Take the lines below beginning at the line that has "[[255, 340]]" and stopping after the line that has "Confirm that each instance of the slit", and print them exactly as they are, with no other lines.

### Supplied data
──────────────────────────────
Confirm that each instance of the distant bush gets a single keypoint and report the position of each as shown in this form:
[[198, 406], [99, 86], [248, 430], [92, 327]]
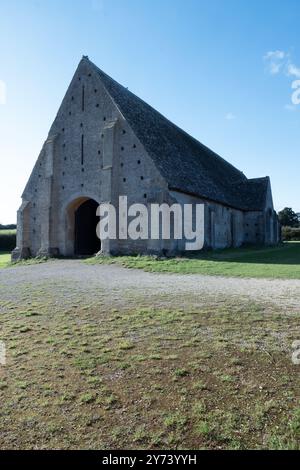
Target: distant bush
[[290, 234], [7, 241]]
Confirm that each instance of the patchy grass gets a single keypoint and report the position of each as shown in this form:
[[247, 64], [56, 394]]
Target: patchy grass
[[8, 231], [282, 262], [217, 376], [4, 259]]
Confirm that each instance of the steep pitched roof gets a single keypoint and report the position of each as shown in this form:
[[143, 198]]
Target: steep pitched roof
[[186, 164]]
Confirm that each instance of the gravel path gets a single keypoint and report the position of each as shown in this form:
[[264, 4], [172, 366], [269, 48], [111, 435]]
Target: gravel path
[[75, 278]]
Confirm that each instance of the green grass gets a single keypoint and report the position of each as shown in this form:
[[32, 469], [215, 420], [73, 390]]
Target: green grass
[[4, 259], [282, 262]]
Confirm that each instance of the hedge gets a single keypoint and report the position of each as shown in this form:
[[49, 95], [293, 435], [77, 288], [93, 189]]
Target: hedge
[[290, 234]]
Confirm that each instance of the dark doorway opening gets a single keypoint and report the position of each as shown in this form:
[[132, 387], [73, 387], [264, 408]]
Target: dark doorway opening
[[86, 220]]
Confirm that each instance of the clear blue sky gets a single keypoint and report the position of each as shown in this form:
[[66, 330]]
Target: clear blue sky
[[220, 69]]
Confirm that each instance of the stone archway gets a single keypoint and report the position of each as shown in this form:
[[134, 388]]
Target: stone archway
[[81, 223]]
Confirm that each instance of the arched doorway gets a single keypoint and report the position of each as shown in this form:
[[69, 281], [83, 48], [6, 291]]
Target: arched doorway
[[86, 241]]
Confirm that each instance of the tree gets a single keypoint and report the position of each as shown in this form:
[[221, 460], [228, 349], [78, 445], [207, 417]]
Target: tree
[[288, 218]]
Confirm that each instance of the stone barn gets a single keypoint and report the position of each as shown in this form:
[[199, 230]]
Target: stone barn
[[106, 142]]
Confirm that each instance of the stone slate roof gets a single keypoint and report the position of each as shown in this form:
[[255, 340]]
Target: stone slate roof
[[186, 164]]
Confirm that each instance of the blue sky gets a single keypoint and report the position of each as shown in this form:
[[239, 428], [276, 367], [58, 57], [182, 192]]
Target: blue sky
[[221, 69]]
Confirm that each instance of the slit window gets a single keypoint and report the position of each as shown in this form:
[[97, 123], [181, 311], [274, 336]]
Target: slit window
[[82, 149]]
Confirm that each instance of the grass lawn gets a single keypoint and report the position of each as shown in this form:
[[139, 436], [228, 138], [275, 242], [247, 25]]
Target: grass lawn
[[274, 262], [4, 259], [8, 232]]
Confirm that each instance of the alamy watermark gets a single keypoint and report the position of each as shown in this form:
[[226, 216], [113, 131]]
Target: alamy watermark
[[152, 221], [2, 353], [2, 92]]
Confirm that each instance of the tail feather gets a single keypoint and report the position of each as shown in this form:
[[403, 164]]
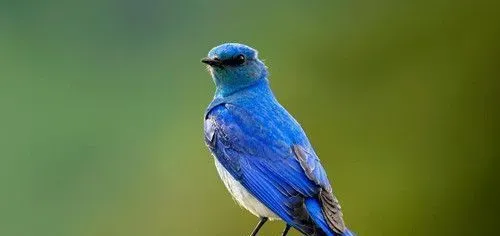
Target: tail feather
[[313, 206]]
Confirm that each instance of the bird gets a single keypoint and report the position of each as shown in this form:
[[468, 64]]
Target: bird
[[261, 153]]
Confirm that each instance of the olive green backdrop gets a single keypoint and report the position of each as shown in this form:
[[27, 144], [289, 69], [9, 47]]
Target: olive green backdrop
[[101, 106]]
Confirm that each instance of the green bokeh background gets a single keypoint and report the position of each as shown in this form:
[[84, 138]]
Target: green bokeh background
[[101, 107]]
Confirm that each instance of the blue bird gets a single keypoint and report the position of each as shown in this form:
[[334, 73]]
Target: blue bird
[[261, 152]]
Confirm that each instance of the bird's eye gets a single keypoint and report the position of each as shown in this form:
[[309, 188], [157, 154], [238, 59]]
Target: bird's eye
[[240, 59]]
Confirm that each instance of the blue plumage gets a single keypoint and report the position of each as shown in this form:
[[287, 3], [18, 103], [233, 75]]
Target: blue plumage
[[264, 149]]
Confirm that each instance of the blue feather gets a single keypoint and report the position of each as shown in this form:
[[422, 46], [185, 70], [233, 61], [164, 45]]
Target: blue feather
[[263, 147]]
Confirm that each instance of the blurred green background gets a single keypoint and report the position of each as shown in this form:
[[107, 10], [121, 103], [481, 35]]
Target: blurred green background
[[102, 101]]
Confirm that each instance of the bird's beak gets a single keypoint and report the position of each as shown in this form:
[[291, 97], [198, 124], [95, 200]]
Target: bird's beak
[[212, 62]]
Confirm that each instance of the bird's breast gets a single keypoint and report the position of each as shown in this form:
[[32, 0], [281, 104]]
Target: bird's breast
[[242, 196]]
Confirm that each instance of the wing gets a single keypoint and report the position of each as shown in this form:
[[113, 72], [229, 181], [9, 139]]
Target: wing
[[280, 174]]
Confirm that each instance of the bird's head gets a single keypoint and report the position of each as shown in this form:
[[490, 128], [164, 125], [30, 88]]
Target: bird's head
[[234, 66]]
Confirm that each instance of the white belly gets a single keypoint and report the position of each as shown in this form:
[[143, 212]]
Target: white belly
[[242, 196]]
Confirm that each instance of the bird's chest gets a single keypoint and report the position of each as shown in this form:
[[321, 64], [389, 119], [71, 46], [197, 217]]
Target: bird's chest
[[241, 195]]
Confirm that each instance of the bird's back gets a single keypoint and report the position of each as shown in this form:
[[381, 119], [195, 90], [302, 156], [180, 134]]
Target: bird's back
[[264, 148]]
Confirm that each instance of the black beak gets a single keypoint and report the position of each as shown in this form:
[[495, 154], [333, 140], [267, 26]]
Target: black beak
[[212, 62]]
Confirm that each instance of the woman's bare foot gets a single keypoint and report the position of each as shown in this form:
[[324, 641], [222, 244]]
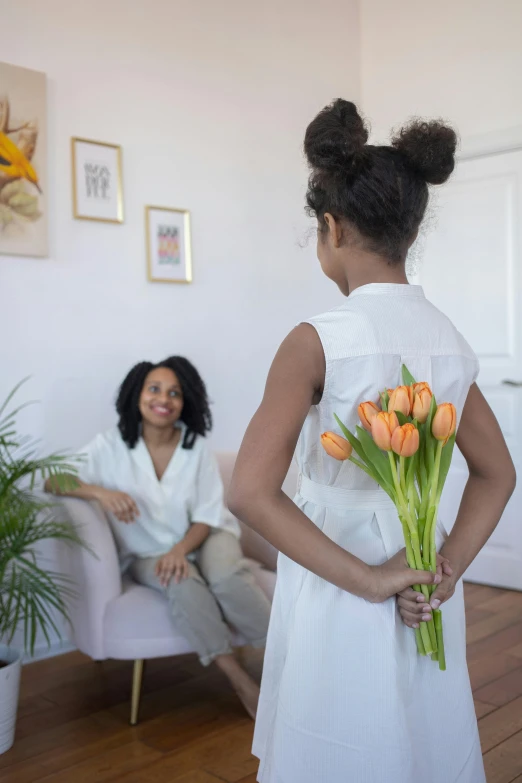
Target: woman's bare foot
[[245, 687]]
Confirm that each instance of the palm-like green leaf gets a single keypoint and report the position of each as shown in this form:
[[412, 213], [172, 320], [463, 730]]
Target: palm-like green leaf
[[31, 596]]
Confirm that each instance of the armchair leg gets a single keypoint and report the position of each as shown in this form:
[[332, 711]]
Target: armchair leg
[[137, 680]]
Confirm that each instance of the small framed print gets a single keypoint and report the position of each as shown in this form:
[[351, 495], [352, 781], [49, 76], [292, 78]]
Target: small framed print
[[97, 181], [169, 254]]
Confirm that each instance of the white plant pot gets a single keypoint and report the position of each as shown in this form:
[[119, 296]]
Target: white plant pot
[[9, 688]]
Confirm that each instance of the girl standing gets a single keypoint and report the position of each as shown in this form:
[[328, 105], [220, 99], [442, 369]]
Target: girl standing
[[345, 697]]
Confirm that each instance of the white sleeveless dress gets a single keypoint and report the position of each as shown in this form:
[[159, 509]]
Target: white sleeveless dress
[[345, 697]]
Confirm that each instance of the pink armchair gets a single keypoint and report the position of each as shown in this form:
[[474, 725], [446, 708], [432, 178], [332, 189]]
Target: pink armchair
[[112, 616]]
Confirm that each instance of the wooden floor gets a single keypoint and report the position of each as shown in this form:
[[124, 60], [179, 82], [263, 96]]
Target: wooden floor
[[72, 725]]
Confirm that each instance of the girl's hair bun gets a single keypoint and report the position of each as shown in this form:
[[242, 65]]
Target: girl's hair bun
[[335, 139], [429, 148]]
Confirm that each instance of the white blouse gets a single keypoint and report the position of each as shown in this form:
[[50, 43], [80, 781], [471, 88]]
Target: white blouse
[[189, 491]]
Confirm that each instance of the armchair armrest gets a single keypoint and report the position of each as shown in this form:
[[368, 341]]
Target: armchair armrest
[[96, 574]]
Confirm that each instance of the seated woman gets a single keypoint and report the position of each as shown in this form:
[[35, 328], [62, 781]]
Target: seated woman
[[155, 476]]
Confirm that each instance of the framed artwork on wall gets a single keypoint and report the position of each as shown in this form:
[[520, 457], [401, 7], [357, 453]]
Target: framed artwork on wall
[[97, 181], [23, 161], [169, 253]]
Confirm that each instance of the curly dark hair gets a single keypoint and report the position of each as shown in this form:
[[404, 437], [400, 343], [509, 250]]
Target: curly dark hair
[[381, 191], [196, 409]]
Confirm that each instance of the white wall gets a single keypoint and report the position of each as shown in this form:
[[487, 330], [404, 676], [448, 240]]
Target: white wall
[[209, 102], [460, 59]]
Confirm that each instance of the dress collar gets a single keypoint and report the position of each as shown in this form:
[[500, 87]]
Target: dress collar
[[393, 289]]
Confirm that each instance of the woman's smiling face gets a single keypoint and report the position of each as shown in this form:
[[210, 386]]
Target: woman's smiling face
[[161, 399]]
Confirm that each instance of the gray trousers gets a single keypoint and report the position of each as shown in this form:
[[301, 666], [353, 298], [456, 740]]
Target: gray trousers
[[219, 591]]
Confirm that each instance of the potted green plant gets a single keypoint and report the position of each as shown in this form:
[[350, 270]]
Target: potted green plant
──────────────────────────────
### Output for this task
[[255, 340]]
Target: stone slate roof
[[186, 164]]
Confirm that each instance of the blue sky gets a single keypoint and report the position of each as shown in this form:
[[239, 428], [276, 367], [58, 57], [182, 192]]
Target: blue sky
[[221, 69]]
Confirm that each instance of the slit window gets a single keypoint and report the position of each as shown in this form:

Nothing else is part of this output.